- _What you should do_
Wherever the word "shirt" shows up in the data, report the line it sits in.
═════ Data provided ═════
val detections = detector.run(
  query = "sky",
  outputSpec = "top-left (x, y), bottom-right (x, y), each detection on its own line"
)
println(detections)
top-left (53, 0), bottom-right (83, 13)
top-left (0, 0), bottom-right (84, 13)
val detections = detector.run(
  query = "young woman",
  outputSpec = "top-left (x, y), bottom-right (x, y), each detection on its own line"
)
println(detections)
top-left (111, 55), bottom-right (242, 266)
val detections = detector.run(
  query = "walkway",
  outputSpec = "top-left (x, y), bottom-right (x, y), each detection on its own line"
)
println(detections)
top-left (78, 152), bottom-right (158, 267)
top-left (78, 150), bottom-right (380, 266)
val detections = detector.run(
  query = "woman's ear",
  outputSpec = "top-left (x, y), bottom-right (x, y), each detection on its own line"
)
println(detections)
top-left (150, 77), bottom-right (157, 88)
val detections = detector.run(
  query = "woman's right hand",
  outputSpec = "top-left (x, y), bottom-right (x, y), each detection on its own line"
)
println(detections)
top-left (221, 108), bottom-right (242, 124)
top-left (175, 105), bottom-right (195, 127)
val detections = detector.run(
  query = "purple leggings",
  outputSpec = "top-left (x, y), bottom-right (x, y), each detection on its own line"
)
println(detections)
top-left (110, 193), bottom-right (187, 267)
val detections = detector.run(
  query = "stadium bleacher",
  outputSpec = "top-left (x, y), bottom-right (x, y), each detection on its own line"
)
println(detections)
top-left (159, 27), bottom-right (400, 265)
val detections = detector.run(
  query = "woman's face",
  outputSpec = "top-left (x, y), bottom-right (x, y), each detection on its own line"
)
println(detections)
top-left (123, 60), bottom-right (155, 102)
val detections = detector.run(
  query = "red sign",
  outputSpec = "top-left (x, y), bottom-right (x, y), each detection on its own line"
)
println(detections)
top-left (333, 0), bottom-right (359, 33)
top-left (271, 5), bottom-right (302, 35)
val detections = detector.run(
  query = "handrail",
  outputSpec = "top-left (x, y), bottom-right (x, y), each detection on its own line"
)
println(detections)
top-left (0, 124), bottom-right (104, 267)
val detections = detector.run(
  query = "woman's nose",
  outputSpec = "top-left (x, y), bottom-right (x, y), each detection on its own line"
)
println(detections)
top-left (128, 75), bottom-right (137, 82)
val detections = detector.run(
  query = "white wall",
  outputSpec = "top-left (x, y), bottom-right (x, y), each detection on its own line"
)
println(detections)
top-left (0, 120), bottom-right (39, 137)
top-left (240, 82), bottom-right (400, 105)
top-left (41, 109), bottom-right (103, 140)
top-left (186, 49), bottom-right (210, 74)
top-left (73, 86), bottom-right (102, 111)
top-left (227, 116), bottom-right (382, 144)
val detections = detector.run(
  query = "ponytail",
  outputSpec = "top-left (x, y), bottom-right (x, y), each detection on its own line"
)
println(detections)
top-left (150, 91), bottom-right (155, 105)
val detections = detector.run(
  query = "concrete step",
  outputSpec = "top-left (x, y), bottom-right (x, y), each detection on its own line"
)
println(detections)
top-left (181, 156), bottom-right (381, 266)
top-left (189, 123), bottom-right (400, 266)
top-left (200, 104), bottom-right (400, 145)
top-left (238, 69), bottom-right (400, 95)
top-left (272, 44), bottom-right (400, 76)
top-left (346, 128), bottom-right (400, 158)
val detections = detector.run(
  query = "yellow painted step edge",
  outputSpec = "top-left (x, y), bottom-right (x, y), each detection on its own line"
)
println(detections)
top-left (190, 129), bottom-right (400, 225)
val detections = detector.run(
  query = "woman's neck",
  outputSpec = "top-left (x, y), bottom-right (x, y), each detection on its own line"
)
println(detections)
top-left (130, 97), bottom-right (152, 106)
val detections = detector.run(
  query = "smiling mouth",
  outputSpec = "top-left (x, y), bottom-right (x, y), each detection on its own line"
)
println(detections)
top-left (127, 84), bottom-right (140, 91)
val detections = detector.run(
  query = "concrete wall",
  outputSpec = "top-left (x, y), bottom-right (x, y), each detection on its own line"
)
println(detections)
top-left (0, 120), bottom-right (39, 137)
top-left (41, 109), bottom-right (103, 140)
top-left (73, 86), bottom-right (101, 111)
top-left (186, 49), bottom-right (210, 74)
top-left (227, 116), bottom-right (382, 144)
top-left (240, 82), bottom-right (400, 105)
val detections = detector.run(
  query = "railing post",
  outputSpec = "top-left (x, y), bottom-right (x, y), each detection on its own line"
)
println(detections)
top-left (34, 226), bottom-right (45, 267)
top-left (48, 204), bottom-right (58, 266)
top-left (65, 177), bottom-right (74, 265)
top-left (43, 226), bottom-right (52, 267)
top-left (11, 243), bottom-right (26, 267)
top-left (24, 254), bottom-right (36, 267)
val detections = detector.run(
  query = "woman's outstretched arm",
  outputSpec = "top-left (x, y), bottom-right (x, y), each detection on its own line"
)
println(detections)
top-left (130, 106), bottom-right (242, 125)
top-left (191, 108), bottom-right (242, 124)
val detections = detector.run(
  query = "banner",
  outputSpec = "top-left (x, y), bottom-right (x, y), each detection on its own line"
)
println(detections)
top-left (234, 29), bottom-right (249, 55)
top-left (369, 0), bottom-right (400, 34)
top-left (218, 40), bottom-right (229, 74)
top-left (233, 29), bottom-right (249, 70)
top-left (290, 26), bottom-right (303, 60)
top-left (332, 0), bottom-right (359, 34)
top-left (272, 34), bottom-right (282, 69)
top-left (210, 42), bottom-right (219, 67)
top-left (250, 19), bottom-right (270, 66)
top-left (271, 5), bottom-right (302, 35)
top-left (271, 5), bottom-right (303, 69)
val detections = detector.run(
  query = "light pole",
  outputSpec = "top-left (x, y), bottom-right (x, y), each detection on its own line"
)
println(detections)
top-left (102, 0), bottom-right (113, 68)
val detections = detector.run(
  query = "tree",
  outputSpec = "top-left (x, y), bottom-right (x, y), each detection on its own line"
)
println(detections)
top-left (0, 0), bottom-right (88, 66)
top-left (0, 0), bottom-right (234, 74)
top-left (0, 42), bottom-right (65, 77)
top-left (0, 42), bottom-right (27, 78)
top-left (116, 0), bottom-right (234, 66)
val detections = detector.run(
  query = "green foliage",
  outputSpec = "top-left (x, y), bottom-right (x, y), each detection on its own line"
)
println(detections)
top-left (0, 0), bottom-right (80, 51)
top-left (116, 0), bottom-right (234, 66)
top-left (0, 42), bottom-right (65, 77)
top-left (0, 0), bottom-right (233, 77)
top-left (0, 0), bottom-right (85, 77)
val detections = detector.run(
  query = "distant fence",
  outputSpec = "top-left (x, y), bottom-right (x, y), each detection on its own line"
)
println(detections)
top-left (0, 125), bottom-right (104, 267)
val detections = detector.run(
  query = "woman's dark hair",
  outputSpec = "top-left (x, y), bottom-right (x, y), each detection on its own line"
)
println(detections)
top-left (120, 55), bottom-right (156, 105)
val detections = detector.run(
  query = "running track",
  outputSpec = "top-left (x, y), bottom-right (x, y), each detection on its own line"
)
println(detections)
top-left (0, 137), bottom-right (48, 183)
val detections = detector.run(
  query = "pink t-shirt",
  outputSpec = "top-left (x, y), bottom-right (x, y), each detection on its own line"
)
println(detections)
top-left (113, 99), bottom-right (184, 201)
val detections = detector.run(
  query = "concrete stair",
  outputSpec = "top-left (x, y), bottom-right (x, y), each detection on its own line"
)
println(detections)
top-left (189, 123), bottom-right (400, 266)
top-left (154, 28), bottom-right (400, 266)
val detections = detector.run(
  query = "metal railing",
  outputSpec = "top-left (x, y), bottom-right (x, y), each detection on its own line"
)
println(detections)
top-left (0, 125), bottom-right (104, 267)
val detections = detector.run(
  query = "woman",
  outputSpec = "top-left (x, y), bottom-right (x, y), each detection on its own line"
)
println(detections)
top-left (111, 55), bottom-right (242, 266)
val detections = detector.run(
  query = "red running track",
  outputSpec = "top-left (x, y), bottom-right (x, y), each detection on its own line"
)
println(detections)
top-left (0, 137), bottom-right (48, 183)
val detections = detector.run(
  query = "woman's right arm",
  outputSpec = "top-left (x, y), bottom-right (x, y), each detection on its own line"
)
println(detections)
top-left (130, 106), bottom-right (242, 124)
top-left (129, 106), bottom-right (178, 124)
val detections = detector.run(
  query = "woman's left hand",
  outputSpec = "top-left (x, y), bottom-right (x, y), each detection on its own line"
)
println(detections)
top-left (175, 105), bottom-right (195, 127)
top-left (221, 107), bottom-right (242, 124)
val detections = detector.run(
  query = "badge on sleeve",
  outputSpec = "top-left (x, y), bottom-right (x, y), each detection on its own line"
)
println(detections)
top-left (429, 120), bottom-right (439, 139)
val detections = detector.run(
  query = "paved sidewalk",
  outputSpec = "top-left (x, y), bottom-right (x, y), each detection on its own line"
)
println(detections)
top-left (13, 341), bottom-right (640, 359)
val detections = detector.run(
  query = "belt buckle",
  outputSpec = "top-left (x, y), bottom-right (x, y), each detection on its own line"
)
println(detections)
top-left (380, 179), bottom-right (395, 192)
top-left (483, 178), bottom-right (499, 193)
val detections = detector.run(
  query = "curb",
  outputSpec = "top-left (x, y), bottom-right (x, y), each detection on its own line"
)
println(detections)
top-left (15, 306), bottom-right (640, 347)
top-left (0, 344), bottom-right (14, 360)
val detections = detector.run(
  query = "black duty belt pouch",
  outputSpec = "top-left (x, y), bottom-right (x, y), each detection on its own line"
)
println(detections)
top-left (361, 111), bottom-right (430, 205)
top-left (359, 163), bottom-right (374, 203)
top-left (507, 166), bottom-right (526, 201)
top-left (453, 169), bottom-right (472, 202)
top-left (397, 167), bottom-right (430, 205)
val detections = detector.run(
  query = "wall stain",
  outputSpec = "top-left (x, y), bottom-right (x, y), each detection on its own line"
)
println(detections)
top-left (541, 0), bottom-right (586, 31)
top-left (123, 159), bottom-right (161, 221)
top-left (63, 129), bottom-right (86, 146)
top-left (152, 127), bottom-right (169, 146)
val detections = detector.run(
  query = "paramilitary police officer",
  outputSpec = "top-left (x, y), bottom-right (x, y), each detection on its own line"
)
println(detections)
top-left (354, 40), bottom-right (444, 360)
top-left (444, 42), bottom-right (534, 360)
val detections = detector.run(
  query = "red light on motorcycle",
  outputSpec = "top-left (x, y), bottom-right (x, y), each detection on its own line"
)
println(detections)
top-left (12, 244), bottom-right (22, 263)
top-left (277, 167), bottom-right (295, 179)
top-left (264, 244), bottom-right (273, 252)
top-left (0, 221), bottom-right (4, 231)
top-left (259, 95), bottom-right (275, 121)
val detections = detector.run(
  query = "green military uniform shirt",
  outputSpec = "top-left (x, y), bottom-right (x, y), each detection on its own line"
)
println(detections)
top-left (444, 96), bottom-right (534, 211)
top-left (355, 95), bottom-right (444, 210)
═════
- _Answer to this task_
  query = "pink t-shirt",
  query = "green military uniform shirt",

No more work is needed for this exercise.